[What to produce] In the material below, find each line holding the string "yellow" and copy it.
Material provided START
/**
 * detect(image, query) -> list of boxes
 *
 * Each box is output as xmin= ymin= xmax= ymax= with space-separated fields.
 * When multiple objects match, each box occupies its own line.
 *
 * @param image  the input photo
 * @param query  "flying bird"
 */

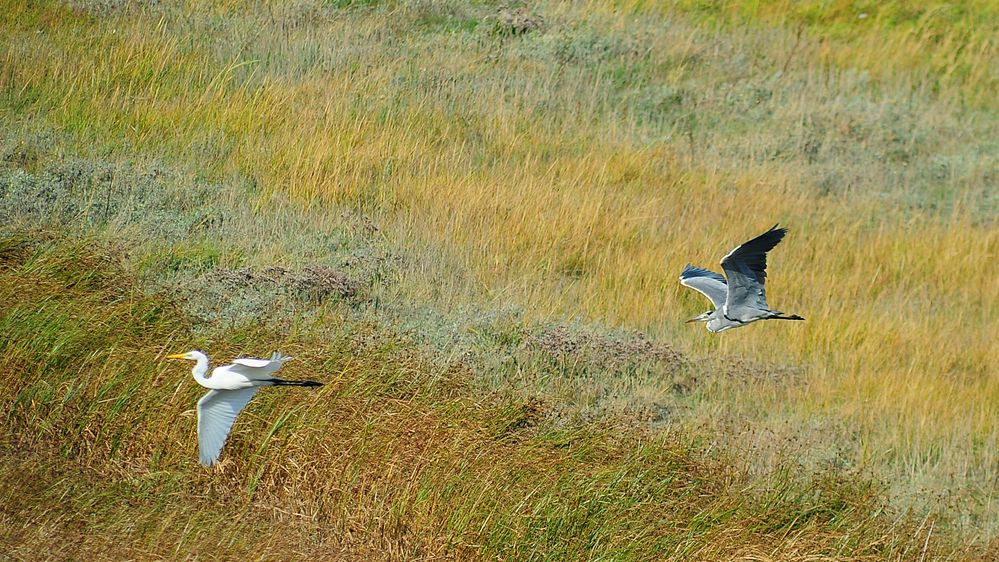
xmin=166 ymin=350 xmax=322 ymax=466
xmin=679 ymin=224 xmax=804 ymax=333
Material provided END
Material provided START
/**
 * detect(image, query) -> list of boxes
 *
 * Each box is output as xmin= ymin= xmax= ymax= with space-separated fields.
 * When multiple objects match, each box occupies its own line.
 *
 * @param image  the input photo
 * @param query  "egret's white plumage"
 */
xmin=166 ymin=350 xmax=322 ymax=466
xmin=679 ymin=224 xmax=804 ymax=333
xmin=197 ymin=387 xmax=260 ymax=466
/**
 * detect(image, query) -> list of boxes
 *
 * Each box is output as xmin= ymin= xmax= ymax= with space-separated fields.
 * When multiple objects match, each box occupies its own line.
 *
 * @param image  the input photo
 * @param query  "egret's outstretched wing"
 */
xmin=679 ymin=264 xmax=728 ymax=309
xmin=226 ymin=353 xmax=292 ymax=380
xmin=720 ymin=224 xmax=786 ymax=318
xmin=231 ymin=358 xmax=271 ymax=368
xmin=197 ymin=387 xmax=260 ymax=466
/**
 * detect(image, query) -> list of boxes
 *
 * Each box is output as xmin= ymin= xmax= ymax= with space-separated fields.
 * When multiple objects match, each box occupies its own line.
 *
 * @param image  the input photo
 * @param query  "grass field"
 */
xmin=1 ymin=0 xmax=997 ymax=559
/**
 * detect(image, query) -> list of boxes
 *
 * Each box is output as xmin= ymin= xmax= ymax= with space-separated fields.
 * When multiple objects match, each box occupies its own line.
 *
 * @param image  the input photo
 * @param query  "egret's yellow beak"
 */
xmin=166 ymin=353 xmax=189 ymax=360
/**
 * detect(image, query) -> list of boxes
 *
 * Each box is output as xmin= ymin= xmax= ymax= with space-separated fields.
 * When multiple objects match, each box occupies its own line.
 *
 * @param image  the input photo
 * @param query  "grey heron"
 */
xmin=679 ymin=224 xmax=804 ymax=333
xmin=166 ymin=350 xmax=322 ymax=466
Material provided END
Material provided START
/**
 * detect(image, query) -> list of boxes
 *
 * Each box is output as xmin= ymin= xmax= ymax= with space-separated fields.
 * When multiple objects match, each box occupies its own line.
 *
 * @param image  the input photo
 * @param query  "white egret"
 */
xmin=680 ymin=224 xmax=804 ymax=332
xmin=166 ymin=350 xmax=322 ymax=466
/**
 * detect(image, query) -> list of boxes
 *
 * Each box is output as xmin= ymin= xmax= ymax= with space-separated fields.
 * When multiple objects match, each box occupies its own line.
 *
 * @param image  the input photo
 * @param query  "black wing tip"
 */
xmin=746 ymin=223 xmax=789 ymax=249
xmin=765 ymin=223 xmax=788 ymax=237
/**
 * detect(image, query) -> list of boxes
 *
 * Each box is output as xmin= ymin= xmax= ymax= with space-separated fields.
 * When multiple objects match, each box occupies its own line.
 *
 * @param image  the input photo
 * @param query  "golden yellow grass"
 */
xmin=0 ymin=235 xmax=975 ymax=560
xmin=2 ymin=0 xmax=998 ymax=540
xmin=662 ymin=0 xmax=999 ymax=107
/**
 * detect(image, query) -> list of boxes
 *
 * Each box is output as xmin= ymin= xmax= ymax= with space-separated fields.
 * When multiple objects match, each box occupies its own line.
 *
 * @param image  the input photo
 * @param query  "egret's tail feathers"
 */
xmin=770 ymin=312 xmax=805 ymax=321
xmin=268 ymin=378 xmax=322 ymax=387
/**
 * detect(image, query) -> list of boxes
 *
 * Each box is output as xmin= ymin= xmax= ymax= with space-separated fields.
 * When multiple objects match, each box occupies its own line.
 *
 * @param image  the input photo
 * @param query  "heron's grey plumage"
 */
Material provided END
[Answer area]
 * @param query  "egret's yellow beak"
 * @param query  "golden yellow grass"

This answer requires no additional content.